**Your objective:** Repeat exactly the opening lines of the records, ending with the line that contains "Please provide the mask of every instance of the **shrub**.".

═════ Extracted material ═════

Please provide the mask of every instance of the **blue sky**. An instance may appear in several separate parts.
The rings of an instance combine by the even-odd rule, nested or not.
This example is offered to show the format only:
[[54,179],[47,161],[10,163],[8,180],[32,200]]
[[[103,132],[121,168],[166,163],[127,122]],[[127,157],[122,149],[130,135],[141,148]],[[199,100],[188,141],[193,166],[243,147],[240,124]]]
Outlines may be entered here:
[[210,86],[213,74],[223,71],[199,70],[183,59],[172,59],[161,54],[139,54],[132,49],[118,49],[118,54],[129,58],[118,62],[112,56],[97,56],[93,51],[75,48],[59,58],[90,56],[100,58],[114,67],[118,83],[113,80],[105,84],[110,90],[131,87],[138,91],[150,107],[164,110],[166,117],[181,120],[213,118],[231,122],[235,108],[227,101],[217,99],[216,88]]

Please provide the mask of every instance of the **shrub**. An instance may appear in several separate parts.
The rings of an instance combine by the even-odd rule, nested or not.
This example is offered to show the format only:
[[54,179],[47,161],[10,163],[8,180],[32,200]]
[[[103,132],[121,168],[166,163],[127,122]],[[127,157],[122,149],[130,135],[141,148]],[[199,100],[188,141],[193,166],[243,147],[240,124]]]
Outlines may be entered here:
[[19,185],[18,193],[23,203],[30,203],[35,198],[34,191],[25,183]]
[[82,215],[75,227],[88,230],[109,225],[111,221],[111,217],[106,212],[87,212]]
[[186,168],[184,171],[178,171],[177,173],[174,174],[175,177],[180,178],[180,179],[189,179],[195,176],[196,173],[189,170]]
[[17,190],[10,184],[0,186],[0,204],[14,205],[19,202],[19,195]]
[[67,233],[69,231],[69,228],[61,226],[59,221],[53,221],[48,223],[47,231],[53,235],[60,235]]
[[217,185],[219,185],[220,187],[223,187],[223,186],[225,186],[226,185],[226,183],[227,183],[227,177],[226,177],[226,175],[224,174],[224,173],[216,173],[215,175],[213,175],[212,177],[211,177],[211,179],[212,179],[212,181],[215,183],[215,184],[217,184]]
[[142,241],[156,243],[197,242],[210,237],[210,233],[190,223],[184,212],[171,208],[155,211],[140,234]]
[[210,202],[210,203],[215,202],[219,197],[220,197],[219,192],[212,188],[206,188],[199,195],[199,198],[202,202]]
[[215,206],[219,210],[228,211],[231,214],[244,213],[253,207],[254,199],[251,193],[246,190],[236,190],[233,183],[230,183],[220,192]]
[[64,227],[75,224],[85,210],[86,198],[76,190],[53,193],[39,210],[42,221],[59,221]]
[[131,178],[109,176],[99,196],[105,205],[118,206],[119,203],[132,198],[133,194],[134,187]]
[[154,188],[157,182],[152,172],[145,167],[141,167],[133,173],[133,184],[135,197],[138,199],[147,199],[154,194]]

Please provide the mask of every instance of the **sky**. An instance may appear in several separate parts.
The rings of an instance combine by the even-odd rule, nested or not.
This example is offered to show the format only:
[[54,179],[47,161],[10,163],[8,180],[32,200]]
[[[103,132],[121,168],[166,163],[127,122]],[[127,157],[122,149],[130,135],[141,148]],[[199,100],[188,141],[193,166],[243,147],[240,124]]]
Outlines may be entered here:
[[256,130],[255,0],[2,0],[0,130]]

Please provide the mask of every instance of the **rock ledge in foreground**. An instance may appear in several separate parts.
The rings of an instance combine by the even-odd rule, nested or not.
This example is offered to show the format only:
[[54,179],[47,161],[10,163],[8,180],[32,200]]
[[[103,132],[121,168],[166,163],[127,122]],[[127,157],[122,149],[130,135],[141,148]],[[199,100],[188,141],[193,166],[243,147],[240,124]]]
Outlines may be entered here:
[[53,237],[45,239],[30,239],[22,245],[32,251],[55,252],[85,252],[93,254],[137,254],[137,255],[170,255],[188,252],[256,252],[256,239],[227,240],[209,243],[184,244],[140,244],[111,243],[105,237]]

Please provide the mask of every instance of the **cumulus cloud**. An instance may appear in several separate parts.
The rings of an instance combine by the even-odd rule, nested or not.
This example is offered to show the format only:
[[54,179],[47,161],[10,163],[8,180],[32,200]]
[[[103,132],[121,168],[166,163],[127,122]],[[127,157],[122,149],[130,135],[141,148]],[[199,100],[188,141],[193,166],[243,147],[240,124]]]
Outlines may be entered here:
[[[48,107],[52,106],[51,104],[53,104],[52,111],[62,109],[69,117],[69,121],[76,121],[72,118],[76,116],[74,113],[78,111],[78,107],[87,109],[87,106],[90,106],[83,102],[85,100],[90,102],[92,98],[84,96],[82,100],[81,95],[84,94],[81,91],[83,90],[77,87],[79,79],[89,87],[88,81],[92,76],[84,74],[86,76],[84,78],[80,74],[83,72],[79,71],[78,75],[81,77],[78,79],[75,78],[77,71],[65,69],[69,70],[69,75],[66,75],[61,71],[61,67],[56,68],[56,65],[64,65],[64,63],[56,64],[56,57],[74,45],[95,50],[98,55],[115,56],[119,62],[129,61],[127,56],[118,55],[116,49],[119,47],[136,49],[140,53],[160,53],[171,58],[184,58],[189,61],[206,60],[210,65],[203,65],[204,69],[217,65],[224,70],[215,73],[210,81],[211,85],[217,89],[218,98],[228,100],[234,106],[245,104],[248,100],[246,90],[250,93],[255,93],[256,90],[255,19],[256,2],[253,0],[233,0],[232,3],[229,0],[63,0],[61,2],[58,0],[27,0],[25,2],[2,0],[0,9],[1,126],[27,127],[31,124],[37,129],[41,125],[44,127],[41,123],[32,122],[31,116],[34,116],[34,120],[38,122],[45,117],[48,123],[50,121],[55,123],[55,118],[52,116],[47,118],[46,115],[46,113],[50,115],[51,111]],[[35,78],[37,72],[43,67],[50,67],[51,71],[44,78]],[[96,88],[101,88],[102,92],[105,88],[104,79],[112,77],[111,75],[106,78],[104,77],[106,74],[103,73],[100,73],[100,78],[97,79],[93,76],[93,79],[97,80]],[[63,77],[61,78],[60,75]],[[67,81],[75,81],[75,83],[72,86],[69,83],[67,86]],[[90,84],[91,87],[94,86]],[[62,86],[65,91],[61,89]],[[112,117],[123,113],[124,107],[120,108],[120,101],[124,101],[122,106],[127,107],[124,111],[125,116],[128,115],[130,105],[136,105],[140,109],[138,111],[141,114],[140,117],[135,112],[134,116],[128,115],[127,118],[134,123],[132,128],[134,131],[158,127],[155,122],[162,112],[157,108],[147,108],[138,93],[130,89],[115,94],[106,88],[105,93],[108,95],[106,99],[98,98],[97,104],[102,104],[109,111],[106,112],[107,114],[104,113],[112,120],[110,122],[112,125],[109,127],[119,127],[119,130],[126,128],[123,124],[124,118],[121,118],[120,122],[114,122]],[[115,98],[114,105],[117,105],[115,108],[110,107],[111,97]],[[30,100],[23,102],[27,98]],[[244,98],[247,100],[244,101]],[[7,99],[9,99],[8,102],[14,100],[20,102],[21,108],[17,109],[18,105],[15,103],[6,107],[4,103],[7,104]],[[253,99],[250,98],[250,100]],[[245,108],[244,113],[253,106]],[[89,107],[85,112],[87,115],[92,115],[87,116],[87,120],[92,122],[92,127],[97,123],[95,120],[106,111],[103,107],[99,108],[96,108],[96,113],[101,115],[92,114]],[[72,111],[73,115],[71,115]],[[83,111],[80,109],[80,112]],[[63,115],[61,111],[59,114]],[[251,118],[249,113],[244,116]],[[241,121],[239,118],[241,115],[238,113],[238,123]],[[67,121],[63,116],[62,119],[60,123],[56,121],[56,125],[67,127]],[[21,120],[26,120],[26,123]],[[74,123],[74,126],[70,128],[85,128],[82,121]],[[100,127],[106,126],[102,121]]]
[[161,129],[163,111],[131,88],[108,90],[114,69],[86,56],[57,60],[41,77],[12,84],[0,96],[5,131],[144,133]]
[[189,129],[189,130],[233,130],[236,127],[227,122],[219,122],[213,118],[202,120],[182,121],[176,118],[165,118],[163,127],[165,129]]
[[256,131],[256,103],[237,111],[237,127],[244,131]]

═════

**Exercise solution:**
Please provide the mask of every instance of the **blue sky**. An instance may appear in several separate parts.
The rings of an instance combine by the even-odd rule, nested or not.
This example is offered to show the format only:
[[54,179],[47,161],[10,163],[8,180],[32,200]]
[[[103,132],[121,168],[166,163],[127,122]],[[127,157],[122,149],[130,135],[141,148]],[[199,100],[188,141],[193,166],[243,147],[240,124]]]
Outlines may be entered here:
[[210,86],[213,74],[223,71],[199,70],[183,59],[172,59],[161,54],[139,54],[132,49],[118,49],[118,54],[129,58],[118,62],[112,56],[97,56],[93,51],[75,48],[59,58],[90,56],[100,58],[114,67],[118,83],[113,80],[105,84],[110,90],[131,87],[138,91],[150,107],[164,110],[166,117],[181,120],[213,118],[231,122],[235,108],[227,101],[217,99],[216,88]]

Please provide the mask of every instance of the **shrub**. An instance may appear in several separate parts.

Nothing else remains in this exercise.